* GIVEN PROBLEM:
Find every line in the listing below that contains the word "reflection" and copy each one.

* RECORDED DATA:
%%
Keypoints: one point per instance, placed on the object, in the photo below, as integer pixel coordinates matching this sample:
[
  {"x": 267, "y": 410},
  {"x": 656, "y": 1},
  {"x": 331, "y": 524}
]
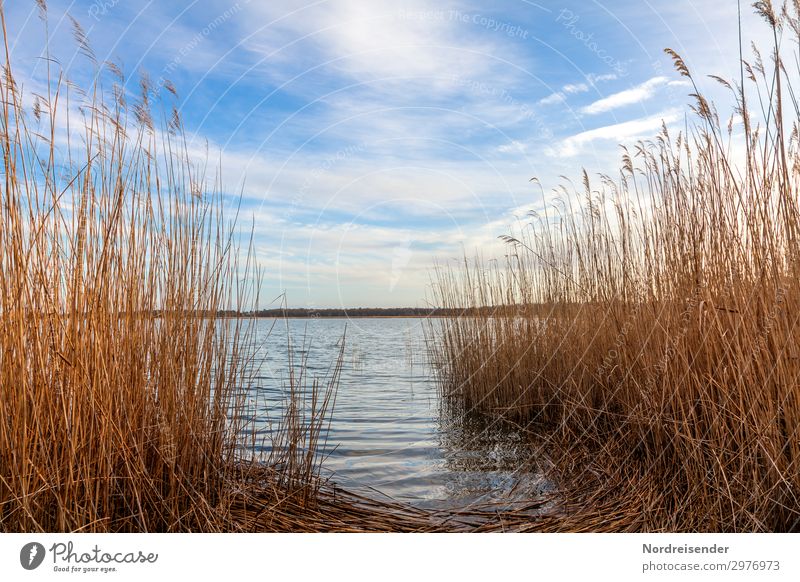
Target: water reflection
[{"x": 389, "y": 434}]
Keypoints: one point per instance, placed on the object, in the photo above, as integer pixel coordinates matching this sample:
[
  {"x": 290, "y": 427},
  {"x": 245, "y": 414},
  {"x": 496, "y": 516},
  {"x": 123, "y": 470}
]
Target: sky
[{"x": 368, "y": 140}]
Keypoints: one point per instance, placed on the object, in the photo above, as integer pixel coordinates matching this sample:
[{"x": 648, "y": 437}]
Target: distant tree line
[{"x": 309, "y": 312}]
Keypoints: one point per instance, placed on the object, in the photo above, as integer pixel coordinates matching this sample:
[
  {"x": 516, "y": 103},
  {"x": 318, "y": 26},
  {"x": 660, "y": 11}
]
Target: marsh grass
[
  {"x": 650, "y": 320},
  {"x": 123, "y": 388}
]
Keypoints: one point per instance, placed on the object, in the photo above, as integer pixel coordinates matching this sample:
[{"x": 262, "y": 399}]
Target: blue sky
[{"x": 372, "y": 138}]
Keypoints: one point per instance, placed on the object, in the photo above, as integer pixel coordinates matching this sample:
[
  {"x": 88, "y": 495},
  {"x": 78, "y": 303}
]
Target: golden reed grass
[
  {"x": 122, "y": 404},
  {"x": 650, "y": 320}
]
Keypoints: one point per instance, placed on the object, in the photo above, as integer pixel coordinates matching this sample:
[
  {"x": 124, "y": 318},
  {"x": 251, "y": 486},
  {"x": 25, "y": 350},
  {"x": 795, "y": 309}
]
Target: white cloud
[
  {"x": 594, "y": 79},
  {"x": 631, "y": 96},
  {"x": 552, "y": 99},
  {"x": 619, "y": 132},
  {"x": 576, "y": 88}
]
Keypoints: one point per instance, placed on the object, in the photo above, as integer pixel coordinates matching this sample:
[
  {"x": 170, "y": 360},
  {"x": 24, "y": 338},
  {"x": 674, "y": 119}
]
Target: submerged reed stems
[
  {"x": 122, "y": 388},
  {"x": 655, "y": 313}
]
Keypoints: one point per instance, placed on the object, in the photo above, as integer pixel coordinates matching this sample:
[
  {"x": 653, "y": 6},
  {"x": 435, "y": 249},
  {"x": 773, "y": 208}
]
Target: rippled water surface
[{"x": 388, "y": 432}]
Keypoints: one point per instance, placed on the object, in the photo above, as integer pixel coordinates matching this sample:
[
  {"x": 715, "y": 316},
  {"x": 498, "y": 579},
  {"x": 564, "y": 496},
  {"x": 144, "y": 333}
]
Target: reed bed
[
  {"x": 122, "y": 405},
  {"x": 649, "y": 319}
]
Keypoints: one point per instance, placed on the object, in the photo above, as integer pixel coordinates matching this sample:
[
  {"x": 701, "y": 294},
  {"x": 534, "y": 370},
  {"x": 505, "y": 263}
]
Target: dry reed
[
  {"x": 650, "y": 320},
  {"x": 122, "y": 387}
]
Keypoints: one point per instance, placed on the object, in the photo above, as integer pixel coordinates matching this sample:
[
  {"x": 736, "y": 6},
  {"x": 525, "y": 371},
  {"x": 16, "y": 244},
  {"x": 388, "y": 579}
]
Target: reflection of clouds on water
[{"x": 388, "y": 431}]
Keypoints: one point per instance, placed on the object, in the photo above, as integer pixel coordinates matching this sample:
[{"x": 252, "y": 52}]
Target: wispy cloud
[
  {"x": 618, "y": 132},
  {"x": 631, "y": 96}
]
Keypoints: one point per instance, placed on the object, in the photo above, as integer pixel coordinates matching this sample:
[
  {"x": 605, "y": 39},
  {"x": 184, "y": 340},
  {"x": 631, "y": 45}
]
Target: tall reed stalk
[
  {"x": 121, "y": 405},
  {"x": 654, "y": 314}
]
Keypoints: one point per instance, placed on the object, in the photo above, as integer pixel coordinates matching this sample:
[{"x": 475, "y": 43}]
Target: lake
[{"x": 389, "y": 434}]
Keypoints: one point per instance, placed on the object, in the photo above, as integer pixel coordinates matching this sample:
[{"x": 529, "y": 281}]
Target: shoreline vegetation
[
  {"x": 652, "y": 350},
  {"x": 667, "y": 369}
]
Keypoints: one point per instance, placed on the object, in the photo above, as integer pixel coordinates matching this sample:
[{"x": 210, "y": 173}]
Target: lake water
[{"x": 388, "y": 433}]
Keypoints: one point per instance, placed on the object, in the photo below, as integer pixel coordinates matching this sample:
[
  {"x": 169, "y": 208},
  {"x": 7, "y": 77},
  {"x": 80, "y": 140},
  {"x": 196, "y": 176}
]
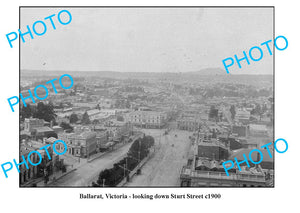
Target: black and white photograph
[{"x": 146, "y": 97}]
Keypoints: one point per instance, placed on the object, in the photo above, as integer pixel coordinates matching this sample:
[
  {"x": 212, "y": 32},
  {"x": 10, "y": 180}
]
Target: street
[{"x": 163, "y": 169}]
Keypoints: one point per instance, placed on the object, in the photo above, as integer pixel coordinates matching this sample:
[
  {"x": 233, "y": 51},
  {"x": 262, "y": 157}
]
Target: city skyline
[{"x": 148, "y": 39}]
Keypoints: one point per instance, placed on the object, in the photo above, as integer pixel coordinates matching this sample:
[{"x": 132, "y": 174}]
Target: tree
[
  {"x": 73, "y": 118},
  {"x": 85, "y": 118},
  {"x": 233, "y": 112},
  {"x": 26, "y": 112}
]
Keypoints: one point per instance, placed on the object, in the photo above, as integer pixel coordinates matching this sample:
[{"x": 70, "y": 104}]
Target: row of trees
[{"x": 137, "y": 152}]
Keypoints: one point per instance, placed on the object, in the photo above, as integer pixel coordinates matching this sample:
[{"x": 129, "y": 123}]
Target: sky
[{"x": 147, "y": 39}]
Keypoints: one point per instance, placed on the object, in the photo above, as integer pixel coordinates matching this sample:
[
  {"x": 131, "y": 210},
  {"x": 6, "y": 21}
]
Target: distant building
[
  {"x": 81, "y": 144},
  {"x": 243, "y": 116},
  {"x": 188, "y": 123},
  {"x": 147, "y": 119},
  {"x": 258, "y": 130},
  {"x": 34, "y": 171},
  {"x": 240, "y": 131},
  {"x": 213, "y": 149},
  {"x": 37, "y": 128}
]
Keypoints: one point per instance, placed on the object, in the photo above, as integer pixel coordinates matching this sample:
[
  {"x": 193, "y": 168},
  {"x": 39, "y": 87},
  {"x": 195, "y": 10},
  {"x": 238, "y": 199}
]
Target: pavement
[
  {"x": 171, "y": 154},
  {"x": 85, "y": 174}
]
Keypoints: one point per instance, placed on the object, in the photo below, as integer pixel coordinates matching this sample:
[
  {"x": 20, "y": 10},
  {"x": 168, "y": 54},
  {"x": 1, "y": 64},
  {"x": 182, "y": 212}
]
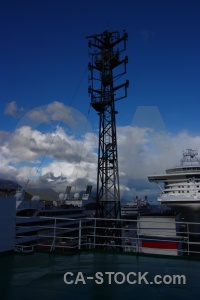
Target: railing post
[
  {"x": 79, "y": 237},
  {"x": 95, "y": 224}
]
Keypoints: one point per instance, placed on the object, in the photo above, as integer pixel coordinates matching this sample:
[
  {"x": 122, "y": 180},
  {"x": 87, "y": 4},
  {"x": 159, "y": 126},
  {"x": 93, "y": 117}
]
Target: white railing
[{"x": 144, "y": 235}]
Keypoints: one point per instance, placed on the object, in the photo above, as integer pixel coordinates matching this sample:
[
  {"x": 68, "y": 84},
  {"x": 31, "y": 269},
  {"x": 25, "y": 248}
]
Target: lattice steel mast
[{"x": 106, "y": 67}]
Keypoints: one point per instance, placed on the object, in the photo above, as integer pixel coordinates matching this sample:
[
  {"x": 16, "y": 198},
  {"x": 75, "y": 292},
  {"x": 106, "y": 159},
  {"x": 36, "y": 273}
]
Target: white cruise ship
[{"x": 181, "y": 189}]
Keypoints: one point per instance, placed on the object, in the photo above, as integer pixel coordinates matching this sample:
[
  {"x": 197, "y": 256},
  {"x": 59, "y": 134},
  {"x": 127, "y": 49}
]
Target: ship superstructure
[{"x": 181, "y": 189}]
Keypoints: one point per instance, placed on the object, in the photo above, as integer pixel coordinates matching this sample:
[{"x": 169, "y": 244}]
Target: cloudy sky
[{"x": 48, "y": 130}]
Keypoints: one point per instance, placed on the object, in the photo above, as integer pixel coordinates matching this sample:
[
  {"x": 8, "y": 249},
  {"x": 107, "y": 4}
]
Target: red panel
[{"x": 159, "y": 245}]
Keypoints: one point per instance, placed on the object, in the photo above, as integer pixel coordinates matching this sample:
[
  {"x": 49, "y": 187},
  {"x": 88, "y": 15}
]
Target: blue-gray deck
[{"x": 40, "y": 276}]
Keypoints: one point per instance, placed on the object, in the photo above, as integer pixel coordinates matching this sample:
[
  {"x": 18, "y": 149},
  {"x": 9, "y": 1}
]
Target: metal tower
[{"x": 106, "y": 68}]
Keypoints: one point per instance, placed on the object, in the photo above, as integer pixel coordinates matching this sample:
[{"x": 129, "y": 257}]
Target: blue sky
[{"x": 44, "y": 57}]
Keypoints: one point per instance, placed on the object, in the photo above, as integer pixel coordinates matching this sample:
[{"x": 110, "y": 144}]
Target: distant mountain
%%
* SOLVED PROBLEM:
Target: water reflection
Target: reflection of clouds on water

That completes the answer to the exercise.